WORK TO BE COMPLETED: Only the lines from the one containing "Phrase: white planter pot" through the end of the data below should be copied, each exactly as written and with both ends kept.

Object point labels:
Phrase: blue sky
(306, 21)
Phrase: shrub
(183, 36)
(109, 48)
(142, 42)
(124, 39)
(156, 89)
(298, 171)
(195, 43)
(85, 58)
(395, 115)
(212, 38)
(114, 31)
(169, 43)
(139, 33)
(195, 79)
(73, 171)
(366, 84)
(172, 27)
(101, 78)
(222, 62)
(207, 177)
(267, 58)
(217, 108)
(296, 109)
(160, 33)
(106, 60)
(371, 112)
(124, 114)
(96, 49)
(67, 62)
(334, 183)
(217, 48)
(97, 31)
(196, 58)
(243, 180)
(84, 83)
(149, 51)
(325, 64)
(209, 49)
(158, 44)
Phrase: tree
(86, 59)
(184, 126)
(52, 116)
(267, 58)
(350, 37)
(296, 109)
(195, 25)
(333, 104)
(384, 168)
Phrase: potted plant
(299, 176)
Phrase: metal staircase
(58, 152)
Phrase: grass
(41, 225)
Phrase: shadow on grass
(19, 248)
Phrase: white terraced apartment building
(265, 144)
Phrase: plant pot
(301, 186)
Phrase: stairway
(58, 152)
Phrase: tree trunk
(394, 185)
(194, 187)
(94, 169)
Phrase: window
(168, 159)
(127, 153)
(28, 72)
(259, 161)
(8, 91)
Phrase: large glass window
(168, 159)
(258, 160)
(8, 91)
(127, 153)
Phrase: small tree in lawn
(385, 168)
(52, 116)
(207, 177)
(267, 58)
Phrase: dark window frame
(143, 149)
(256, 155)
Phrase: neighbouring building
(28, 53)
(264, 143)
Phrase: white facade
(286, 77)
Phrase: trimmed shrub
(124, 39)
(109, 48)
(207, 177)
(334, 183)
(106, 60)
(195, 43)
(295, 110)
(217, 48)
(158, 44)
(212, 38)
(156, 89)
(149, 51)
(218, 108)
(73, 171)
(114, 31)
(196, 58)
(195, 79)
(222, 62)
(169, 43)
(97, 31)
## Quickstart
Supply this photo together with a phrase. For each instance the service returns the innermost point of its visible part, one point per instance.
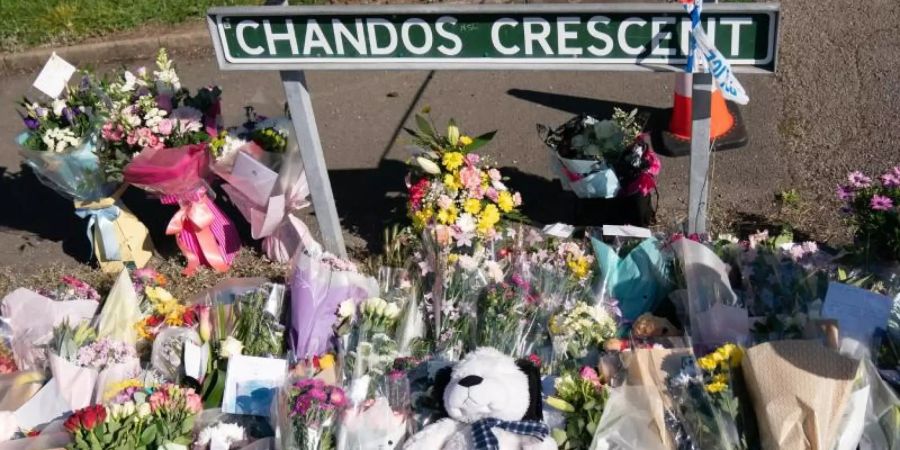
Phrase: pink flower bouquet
(205, 235)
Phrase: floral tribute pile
(474, 329)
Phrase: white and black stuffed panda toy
(493, 403)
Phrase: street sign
(623, 36)
(507, 37)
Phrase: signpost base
(698, 200)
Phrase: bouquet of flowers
(60, 146)
(265, 181)
(453, 193)
(603, 158)
(319, 283)
(581, 398)
(204, 234)
(871, 208)
(84, 367)
(308, 409)
(724, 384)
(143, 418)
(579, 332)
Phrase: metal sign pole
(698, 200)
(297, 95)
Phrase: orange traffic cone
(726, 126)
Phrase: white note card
(54, 76)
(859, 313)
(626, 231)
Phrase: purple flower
(891, 179)
(845, 193)
(31, 123)
(881, 203)
(859, 180)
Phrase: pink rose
(470, 177)
(165, 127)
(158, 400)
(112, 132)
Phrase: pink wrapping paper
(282, 232)
(205, 235)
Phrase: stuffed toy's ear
(441, 380)
(535, 405)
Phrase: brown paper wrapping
(18, 387)
(799, 391)
(650, 368)
(133, 237)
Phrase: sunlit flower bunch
(584, 327)
(871, 206)
(718, 365)
(152, 110)
(581, 399)
(166, 311)
(452, 192)
(105, 352)
(65, 122)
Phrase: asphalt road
(832, 107)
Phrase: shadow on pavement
(38, 212)
(657, 118)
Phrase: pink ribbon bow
(204, 234)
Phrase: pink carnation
(470, 177)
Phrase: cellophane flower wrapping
(716, 315)
(31, 318)
(307, 414)
(204, 234)
(319, 282)
(267, 200)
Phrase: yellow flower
(715, 387)
(326, 361)
(472, 206)
(488, 218)
(452, 160)
(706, 363)
(505, 202)
(579, 266)
(142, 330)
(421, 217)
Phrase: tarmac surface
(833, 106)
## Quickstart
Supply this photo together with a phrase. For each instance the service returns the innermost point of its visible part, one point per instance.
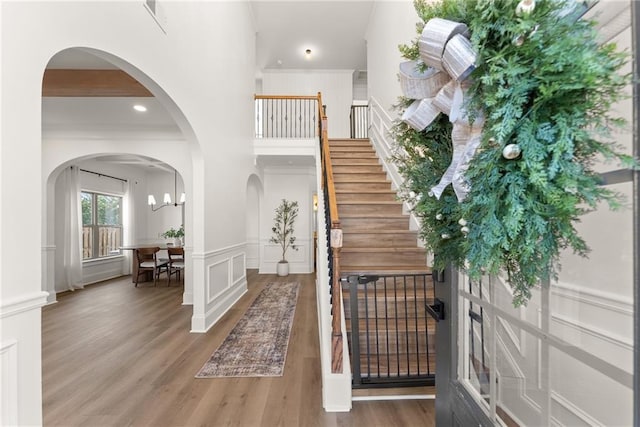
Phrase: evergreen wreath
(545, 83)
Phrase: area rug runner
(257, 345)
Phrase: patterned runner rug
(257, 345)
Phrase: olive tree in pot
(282, 230)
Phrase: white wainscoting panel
(217, 279)
(224, 282)
(9, 383)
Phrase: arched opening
(122, 152)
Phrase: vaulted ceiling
(91, 96)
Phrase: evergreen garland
(545, 83)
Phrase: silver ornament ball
(511, 151)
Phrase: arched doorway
(140, 134)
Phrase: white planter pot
(283, 268)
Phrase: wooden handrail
(286, 97)
(335, 232)
(336, 243)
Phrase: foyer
(117, 355)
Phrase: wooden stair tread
(370, 202)
(372, 215)
(353, 230)
(349, 270)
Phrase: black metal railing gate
(392, 329)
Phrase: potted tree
(282, 229)
(177, 235)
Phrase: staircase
(396, 335)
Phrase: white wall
(196, 85)
(254, 196)
(392, 23)
(294, 184)
(336, 87)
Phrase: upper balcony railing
(287, 117)
(303, 117)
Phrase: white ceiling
(333, 30)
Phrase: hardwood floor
(116, 355)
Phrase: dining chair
(176, 262)
(148, 262)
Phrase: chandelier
(151, 200)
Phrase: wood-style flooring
(116, 355)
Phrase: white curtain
(72, 229)
(128, 207)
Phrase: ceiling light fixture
(151, 200)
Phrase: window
(101, 225)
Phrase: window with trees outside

ANSWER FOR THE TASK:
Phrase: white planter pot
(283, 268)
Phrase: wooden handrail
(286, 97)
(335, 232)
(336, 243)
Phrase: foyer
(117, 355)
Phrase: wooden stair tread
(370, 202)
(372, 215)
(353, 230)
(349, 270)
Phrase: black metal railing gate
(392, 329)
Phrase: potted tree
(282, 229)
(177, 235)
Phrase: staircase
(396, 335)
Phrase: white wall
(196, 85)
(254, 196)
(392, 23)
(294, 184)
(336, 87)
Phrase: upper balcony railing
(287, 117)
(303, 117)
Phrase: white ceiling
(333, 30)
Phrase: hardwood floor
(116, 355)
Phrase: dining chair
(176, 262)
(148, 262)
Phrase: chandelier
(151, 200)
Phrase: wood-style flooring
(116, 355)
Phrase: white curtain
(72, 229)
(128, 207)
Phrase: ceiling light fixture
(151, 200)
Phrase: window
(101, 225)
Phrase: window with trees outside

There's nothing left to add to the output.